Top of TEXT
Like Family, Paolo Giordano
























Like Family 
Hardcover146 pages
Published December 1st 2015 by Pamela Dorman Books (first published May 6th 2014)
Original Title

Il nero e l'argento





ISBN
0525428763 (ISBN13: 9780525428763)








Goodreads Description

When Signora A first enters the narrator’s home, his wife, Nora, is experiencing a difficult pregnancy. First as their maid and nanny, then their confidante, this older woman begins to help her employers negotiate married life, quickly becoming the glue in their small household. She is the steady, maternal influence for both husband and wife, and their son, Emanuele, whom she protects from his parents’ expectations and disappointments. But the family’s delicate fabric comes undone when Signora A is diagnosed with cancer. Moving seamlessly between the past and present, Giordano highlights with remarkable precision the joy of youth and the fleeting nature of time. An elegiac, heartrending, and deeply personal portrait of marriage and the people we choose to call family, this is a jewel of a novel—short, intense, and unforgettable.



Review:Like Family

I was searching for a short story to read so I purchased the book 'Like Family' by Paolo Giordano. I had not read anything from him before but saw that he won the Italian Premio Strega, a literary award with his first novel The Solitude of Prime Numbers, which has been translated into more than forty languages.
Bottom of TEXT
= EXERCISE REQUIREMENTS =
**a.** State whether each statement agrees with the Like Family page, answering yes or no and quoting the deciding words: (i) Signora A is diagnosed with cancer; (ii) the couple's son is named Emanuele; (iii) the reviewer had read other work by Paolo Giordano before this book.
**b.** Reproduce the Like Family page from "Goodreads Description" down to "intense, and unforgettable.", word for word.
The records that follow the Like Family page come from a separate source.
Top of EXTRACTED INFORMATION
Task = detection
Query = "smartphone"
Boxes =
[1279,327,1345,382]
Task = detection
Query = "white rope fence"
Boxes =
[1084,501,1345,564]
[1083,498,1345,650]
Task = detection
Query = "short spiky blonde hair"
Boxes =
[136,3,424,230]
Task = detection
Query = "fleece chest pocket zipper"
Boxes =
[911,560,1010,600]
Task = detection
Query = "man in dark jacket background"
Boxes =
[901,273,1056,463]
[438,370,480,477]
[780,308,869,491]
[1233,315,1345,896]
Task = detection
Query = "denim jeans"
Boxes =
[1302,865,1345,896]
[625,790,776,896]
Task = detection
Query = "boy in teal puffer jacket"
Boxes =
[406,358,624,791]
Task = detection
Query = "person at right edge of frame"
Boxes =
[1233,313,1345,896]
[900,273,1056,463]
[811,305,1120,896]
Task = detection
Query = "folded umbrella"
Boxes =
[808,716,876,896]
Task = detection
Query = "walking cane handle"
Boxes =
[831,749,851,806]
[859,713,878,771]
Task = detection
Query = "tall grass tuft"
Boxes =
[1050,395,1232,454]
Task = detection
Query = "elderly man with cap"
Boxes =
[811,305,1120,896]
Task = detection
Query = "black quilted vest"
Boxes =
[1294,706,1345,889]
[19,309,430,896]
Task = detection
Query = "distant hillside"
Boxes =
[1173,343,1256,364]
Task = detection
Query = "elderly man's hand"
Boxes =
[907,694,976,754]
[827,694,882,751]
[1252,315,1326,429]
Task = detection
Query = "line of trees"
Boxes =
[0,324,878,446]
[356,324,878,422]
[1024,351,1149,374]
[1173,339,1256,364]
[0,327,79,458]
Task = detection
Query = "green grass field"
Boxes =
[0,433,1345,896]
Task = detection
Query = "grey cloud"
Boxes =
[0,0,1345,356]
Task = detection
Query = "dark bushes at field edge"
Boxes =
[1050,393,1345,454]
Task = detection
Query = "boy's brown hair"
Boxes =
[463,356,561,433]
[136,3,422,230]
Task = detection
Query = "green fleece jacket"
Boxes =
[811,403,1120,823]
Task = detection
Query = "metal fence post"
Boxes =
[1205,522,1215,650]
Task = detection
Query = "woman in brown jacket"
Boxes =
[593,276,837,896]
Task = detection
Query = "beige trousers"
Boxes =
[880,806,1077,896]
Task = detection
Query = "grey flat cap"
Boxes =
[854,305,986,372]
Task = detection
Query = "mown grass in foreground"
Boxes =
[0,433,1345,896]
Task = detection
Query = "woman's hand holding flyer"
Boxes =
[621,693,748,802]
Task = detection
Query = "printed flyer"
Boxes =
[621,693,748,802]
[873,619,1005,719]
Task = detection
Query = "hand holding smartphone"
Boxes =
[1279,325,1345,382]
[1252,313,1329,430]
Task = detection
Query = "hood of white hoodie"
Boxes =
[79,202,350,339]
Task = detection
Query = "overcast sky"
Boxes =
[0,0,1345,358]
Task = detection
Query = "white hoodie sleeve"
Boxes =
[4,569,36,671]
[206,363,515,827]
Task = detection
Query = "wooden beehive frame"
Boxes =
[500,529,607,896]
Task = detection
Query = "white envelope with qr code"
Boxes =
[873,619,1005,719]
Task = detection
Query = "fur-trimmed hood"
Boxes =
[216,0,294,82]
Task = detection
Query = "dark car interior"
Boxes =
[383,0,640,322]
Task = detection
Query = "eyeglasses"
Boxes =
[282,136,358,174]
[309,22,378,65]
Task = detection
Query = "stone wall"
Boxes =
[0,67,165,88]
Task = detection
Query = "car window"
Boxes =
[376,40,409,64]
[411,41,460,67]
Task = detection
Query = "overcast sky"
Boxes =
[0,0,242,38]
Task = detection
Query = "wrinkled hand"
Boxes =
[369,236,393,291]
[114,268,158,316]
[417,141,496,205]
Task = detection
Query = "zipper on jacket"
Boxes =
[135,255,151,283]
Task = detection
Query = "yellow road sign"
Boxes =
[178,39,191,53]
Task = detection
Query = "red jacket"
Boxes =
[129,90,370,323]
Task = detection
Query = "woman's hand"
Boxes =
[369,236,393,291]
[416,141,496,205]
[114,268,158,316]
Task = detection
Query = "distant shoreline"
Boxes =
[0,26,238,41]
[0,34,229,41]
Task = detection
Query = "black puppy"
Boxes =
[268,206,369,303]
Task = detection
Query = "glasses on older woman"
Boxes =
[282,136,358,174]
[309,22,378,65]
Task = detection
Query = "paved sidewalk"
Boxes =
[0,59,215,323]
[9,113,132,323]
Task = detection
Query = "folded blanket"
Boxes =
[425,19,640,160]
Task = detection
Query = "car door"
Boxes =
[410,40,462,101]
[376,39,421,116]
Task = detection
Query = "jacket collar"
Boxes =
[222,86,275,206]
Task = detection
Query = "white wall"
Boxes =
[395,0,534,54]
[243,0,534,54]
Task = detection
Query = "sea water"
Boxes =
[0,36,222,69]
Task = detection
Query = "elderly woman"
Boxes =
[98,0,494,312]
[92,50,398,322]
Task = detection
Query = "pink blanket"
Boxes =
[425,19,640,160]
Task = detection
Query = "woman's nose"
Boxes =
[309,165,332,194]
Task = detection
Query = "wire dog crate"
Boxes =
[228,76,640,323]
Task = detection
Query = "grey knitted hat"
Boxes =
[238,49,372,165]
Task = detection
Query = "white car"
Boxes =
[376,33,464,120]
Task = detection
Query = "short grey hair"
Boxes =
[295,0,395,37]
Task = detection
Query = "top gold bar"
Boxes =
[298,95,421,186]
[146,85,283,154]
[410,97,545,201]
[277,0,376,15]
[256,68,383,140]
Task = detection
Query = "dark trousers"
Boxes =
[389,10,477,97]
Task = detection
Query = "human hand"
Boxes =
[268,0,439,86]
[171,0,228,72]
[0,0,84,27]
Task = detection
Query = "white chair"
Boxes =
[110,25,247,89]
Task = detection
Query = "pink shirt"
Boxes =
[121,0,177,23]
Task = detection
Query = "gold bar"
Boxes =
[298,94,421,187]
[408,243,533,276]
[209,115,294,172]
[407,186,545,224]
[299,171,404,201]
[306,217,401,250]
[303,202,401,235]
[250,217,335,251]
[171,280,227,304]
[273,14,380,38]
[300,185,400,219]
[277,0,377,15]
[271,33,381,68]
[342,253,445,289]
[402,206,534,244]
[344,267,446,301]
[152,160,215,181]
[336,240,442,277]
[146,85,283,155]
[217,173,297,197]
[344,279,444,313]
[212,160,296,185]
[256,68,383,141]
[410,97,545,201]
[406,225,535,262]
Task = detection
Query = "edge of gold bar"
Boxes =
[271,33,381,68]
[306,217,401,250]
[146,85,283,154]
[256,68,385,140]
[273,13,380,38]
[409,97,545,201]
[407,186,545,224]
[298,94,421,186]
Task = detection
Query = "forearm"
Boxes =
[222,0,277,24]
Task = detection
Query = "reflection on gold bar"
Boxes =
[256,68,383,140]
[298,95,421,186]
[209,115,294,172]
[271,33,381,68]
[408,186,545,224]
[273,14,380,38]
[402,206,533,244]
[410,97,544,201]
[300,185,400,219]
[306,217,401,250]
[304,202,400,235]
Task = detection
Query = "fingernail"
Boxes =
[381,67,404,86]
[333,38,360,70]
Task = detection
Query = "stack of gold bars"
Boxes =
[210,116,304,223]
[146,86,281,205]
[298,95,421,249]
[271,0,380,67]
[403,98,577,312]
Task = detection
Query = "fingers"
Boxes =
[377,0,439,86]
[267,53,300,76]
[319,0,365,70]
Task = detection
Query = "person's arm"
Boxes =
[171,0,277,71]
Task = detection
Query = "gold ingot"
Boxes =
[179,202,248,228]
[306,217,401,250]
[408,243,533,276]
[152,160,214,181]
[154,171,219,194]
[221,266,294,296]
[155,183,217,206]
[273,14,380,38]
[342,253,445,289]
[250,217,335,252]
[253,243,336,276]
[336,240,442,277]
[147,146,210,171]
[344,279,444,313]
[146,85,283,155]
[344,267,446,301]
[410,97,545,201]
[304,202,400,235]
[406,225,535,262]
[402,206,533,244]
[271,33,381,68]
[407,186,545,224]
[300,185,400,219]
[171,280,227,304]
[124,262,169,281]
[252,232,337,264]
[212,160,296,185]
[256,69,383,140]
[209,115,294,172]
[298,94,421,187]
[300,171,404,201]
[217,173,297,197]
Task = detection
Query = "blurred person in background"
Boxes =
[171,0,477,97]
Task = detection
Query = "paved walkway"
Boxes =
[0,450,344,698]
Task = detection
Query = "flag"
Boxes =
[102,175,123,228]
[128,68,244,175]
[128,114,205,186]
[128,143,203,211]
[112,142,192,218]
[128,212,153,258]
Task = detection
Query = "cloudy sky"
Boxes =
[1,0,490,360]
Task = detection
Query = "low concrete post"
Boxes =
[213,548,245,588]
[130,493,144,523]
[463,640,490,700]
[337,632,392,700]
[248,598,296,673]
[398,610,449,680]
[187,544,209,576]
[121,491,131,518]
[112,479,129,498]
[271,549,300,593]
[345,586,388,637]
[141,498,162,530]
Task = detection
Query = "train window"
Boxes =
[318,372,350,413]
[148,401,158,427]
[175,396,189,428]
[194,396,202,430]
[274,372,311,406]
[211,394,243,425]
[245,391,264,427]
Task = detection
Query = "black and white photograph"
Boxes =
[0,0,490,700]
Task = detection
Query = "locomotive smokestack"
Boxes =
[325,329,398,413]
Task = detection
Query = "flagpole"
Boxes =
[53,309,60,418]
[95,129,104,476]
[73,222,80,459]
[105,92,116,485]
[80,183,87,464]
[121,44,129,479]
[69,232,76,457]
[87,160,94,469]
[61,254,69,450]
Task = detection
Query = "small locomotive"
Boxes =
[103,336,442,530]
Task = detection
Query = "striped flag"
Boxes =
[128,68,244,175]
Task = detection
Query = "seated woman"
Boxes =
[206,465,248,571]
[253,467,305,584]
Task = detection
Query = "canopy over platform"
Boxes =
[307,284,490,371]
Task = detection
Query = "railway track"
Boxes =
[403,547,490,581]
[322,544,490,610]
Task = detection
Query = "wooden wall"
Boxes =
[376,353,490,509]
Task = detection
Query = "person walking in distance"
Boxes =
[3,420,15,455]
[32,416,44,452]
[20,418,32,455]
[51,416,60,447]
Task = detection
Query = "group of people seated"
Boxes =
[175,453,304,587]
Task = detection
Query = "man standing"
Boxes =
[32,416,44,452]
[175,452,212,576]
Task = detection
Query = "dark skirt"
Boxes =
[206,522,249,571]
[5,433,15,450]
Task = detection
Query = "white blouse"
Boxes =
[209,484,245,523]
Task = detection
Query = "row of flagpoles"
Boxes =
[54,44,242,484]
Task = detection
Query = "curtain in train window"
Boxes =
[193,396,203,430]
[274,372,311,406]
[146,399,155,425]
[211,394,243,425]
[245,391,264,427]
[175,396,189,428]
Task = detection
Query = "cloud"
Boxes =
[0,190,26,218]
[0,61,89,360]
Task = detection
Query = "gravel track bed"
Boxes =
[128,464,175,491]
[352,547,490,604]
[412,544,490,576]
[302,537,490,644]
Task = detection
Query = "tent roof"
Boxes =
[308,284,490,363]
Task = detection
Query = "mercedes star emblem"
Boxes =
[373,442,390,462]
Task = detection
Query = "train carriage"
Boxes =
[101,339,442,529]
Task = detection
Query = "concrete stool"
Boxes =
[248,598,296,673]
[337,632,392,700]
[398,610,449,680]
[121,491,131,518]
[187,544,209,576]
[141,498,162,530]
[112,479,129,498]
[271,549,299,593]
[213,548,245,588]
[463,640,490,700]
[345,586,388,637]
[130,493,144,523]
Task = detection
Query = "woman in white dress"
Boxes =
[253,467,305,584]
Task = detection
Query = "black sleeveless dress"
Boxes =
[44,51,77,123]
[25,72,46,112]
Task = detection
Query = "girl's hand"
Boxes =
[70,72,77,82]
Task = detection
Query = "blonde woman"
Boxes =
Bottom of EXTRACTED INFORMATION
= SOLVED TASKS =
**a.**
(i) Yes: "when Signora A is diagnosed with cancer"
(ii) Yes: "their son, Emanuele"
(iii) No: "I had not read anything from him before"

**b.**
Goodreads Description

When Signora A first enters the narrator’s home, his wife, Nora, is experiencing a difficult pregnancy. First as their maid and nanny, then their confidante, this older woman begins to help her employers negotiate married life, quickly becoming the glue in their small household. She is the steady, maternal influence for both husband and wife, and their son, Emanuele, whom she protects from his parents’ expectations and disappointments. But the family’s delicate fabric comes undone when Signora A is diagnosed with cancer. Moving seamlessly between the past and present, Giordano highlights with remarkable precision the joy of youth and the fleeting nature of time. An elegiac, heartrending, and deeply personal portrait of marriage and the people we choose to call family, this is a jewel of a novel—short, intense, and unforgettable.